-- Exercise aim --
Repeat word for word the portion of the passage on absolute value equations that begins at "So, the equation |x| = 0" and ends after "has no solutions.".

-- Source excerpt --
Solving an Equation of the Form | z | = a

We can use what we know about absolute value to solve equations that contain absolute value.

For example, let’s solve the equation |x| = 5.

The solutions are those numbers that are 5 units from 0 on the number line. So, the equation |x| = 5 has two solutions: x = 5 and x = -5.

Now let’s solve the equation |x| = 0.

The solution contains those numbers that are 0 units from 0.

So, the equation |x| = 0 has only one solution: x = 0.

Finally, let’s consider the equation |x| = -5. The solution contains those numbers that are -5 units from 0. Since distance is never negative, there are no numbers that satisfy this equation.

Thus, the equation |x| = -5 has no solutions.

We can generalize these ideas to find the solutions of |z| = a.



Absolute Value Equations of the Form | z| = a

When solving an equation of the form |z| = a:

If a > 0, there are two solutions, z = a and z = -a.

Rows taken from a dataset
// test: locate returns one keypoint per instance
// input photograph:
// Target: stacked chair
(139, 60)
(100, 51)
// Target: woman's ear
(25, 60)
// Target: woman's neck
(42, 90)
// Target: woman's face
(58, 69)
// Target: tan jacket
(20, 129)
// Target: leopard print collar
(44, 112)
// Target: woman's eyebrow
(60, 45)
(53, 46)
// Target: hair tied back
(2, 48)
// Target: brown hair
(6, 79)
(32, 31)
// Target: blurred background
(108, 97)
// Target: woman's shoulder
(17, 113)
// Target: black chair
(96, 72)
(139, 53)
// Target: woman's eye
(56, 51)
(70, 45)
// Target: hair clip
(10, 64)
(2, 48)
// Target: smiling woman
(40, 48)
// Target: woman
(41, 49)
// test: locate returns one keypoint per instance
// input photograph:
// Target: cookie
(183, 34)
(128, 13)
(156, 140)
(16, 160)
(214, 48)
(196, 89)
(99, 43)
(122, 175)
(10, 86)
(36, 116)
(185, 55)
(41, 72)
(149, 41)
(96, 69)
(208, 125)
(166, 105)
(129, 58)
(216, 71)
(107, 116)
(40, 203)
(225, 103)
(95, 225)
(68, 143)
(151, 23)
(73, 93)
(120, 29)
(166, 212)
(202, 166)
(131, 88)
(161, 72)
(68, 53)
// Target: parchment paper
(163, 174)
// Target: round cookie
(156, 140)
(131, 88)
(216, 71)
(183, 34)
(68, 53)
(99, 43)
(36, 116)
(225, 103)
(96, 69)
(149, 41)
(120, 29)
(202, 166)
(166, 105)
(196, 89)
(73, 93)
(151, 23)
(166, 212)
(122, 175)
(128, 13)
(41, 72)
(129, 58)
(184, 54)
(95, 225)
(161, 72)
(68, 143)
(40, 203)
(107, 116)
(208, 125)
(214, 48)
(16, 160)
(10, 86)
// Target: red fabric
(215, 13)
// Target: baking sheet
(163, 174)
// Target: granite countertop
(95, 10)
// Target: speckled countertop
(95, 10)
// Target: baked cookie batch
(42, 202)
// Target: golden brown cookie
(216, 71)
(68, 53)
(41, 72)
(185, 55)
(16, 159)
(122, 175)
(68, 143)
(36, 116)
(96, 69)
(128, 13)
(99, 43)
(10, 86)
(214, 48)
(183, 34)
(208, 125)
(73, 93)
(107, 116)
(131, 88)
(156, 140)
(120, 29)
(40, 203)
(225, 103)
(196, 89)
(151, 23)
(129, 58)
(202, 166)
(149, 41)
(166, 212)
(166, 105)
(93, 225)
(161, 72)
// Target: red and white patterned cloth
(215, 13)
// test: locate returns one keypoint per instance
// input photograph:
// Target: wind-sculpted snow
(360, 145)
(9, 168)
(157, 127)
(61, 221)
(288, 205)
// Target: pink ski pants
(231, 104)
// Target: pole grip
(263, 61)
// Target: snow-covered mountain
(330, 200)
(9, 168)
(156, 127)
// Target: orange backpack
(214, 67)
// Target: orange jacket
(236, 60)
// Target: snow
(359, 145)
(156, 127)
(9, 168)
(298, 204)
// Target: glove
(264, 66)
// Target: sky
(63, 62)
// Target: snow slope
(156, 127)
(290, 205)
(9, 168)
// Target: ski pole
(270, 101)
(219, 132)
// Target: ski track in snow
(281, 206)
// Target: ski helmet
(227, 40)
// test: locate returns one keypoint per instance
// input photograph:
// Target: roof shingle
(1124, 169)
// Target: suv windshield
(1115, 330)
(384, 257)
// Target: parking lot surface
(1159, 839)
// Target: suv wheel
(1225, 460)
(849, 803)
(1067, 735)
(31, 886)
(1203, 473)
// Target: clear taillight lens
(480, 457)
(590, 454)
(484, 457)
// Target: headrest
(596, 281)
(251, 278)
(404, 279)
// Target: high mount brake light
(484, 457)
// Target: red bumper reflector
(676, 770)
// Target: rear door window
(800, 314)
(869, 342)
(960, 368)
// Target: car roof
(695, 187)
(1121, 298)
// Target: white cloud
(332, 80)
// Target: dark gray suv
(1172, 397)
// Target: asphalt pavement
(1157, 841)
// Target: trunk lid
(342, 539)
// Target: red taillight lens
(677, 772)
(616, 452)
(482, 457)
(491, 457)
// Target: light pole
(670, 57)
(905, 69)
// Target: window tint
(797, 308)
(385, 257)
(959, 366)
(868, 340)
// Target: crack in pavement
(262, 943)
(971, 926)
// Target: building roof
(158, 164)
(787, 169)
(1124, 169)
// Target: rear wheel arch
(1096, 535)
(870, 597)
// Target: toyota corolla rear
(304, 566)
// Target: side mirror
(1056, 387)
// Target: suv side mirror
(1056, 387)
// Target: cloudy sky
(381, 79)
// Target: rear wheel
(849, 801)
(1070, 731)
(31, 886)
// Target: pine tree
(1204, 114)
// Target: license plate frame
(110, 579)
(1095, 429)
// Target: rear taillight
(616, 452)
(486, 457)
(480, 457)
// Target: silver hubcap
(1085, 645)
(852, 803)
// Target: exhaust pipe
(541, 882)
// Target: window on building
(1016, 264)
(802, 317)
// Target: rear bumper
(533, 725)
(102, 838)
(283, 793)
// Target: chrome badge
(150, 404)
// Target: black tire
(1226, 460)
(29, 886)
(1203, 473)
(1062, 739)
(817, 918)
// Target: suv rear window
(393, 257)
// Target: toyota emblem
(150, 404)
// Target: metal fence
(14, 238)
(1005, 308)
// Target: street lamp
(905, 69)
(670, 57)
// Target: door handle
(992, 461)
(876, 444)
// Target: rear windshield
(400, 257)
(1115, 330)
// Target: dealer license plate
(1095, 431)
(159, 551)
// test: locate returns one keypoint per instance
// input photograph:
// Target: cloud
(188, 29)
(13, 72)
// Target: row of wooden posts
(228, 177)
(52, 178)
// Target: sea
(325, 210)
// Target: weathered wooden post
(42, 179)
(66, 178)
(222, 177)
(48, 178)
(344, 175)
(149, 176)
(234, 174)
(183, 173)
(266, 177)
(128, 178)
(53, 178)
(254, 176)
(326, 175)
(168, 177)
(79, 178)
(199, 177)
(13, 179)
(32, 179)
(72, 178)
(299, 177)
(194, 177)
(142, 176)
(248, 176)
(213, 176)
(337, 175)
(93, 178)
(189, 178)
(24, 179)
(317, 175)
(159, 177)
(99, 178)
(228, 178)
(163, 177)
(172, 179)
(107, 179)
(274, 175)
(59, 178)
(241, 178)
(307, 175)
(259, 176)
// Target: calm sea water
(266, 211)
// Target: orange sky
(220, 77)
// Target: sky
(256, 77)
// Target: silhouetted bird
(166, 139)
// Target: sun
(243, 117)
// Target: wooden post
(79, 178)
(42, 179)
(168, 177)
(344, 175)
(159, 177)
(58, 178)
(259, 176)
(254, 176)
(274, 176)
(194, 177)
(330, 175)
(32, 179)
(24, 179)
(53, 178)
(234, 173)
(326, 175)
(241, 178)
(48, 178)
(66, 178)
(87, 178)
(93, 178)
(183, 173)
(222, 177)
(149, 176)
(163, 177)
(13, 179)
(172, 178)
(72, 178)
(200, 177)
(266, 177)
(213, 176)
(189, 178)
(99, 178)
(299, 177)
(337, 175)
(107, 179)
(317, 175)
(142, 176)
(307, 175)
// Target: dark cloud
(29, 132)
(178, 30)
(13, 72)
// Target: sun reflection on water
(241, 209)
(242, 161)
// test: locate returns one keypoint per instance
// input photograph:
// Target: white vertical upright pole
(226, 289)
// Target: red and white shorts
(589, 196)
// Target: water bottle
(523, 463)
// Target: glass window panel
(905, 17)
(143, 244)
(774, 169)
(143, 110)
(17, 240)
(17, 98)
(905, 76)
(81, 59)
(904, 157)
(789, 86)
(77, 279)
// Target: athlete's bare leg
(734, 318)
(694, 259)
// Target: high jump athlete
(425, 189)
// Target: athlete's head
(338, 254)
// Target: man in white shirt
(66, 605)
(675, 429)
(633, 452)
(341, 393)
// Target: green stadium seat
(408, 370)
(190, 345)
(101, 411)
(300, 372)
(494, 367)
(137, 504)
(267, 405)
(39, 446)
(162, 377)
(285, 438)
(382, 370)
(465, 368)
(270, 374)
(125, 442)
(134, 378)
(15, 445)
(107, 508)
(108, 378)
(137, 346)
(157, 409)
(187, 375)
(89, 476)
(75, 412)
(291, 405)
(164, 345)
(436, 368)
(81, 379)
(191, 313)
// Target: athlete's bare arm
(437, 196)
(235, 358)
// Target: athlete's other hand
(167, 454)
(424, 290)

-- Expected answer --
So, the equation |x| = 0 has only one solution: x = 0.

Finally, let’s consider the equation |x| = -5. The solution contains those numbers that are -5 units from 0. Since distance is never negative, there are no numbers that satisfy this equation.

Thus, the equation |x| = -5 has no solutions.